Task objective: Return every line of the data exactly as it stands.

Collection entries
━━━━━━━━

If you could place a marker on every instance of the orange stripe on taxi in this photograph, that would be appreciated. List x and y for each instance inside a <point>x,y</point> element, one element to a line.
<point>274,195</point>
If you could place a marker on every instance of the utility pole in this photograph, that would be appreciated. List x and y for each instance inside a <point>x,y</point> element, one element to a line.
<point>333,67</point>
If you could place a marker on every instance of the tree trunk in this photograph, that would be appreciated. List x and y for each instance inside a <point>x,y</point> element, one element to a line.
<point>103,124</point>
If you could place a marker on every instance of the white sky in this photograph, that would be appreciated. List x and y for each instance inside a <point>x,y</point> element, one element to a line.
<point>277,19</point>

━━━━━━━━

Expected answer:
If you could place a marker on every instance of the orange stripe on taxi in this photograph, that would be appreciated. List x and y for each instance inside a <point>x,y</point> element, one element to a line.
<point>274,195</point>
If you could place a marker on every instance of the utility pole in this photograph, that would be appreciated. List x and y for each instance inside a <point>x,y</point> element, one element to a line.
<point>333,67</point>
If you could place a marker on every instance of the tree trunk in this photograph, that would be appreciated. List x and y for each instance inside a <point>x,y</point> element, one element to a line.
<point>103,124</point>
If you could place a marker on every instance of the white sky in this photograph, that would be appreciated. List x and y for each instance inside a <point>x,y</point> element, one element to a line.
<point>277,19</point>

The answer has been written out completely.